TEXT PASSAGE:
** Begin **
We’re also filled in on the thickness of the stainless steel used in the Cybertruck’s panels. The doors are 1.8 mm thick, or roughly 0.07 inches thick. The other panels are thinner, at 1.4 mm (0.055 inches). Engineering efforts during the development of the Cybertruck were key to slimming the required thickness down. “We worked hard to get that strength up on the stainless,” explains Moravy. “The original, we were about 2.5, 3 [millimeters thick]… we actually increased the strength of HFS over time.”

Periodic quality checks are carried out on the blanks using a 2D scanner. The camera or machine vision component appears to be mounted quite high above the scanning bed, such that we don’t see it in the video. The outline of the flat blank is compared to a digital template and the system shows markers at various points indicating compliance. It’s a key tool for the team to ensure that panels are being produced to the exact right dimensions, because if the blanks are off, the final parts will be as well.

Next up, we’re treated to a look at one of the dies used to stamp the inner panels for the front doors. Each door is made up of the flat stainless steel outer, which forms the outside body of the car, and an inner panel that adds structure and serves to mount the interior trim and hardware. “Forming stainless as an A surface is kind of hard because you get drag marks and what not, so we had to work really hard on this process as well” explains Moravy. For those outside the automotive business, a Class A surface basically refers to interior touch points and exterior panels that must have absolutely top-tier surface finish and aesthetic quality.  On a normal car, paint and finishing would hide many flaws, but the all-stainless construction of the Cybertruck doesn’t allow that.

As you might expect, the stamping die looks pristine, with visibly smooth and shiny surfaces. That’s no surprise, because whether you’re stamping or casting something, the part’s surface finish can only be as good as the die’s surface finish. Thus, to produce high-quality stamped parts that look nice and flat and shiny, you need a die with excellent surface finish just the same.

The die inserts are made with an aluminum bronze alloy on its as this allows the production of stainless steel parts with minimum to no drag marks. The inserts are hardened and have a coating on top to give them the best possible longevity. Aluminum and its alloys aren’t really the most hard-wearing materials for constructing press tooling, but it’s a necessary compromise here to produce mark-free parts. It’s also explained that Tesla is still experimenting with different lubricants for the press process for the best possible results.

Munro is amazed the aluminum bronze is being used for stamping , but Moravy explains that it’s working well given the constraints. “When you use steel we get drag marks, [but] you know aluminum can’t last, right?” says Moravy. “So we obviously have to replace these inserts a reasonable amount of time but they’re lasting quite a longer than we thought they would.” At this stage, the plant has only run around 1,000 to 1,200 stamps for each part. “I think we’re gonna get about, based on our prototype trials, anywhere from 50 to 100 before we start doing rework” says Moravy. An engineering interpretation would suggest he means 50,000 to 100,000 stamps, not merely 50 to 100. If it were just 50 to 100, there’d be no way to build the Cybertruck in real numbers as the press tools would be getting serviced every few hours.
** End **
STATED GOAL 1:
Decide whether each statement below agrees with the Cybertruck passage. Answer yes or no for each and quote the words of the passage that decide it.
(a) The Cybertruck's doors are thinner than its other panels.
(b) The die inserts are made with an aluminum bronze alloy.
(c) Quality checks on the blanks are done with a 2D scanner.

DATA IN THIS EXERCISE:
** Begin **
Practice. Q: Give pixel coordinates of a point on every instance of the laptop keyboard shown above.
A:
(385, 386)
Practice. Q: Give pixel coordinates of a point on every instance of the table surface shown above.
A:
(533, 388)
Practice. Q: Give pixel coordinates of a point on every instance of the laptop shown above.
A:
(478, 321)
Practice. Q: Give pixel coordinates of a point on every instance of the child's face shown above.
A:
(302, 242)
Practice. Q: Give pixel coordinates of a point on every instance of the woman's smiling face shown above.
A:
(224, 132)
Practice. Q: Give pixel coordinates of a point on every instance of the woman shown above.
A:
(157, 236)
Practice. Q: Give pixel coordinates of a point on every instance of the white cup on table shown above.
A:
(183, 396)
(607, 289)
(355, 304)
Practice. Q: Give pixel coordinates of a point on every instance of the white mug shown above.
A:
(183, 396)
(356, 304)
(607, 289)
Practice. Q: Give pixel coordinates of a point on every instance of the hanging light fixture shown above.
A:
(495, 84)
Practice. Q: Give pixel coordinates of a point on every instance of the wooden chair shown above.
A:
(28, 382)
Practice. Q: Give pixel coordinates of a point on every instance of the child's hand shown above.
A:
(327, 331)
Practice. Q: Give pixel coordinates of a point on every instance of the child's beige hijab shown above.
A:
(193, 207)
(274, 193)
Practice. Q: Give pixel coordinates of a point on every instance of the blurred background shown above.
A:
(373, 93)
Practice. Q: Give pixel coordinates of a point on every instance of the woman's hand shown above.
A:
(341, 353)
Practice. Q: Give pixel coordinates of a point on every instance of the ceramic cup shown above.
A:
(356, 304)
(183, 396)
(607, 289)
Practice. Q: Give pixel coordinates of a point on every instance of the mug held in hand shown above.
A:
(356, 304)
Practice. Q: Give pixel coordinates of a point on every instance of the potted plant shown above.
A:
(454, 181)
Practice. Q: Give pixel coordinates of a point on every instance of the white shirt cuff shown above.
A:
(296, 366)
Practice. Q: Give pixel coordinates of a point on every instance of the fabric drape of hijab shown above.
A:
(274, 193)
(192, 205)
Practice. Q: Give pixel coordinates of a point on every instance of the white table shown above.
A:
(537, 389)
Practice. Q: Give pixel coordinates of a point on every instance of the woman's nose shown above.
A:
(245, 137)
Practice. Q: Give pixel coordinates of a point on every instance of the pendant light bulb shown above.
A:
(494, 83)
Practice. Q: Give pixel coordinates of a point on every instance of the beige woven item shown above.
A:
** End **
STATED GOAL 2: Copy the part of the listing that opens with the line containing "of hijab shown above." and runs through the end of the listing. Include both ends.

WORKED ANSWER 1:
(a) No: "The doors are 1.8 mm thick" and "The other panels are thinner, at 1.4 mm (0.055 inches)."
(b) Yes: "The die inserts are made with an aluminum bronze alloy"
(c) Yes: "Periodic quality checks are carried out on the blanks using a 2D scanner."

WORKED ANSWER 2:
Practice. Q: Give pixel coordinates of a point on every instance of the fabric drape of hijab shown above.
A:
(274, 193)
(192, 205)
Practice. Q: Give pixel coordinates of a point on every instance of the white table shown above.
A:
(537, 389)
Practice. Q: Give pixel coordinates of a point on every instance of the woman's nose shown above.
A:
(245, 137)
Practice. Q: Give pixel coordinates of a point on every instance of the pendant light bulb shown above.
A:
(494, 83)
Practice. Q: Give pixel coordinates of a point on every instance of the beige woven item shown above.
A:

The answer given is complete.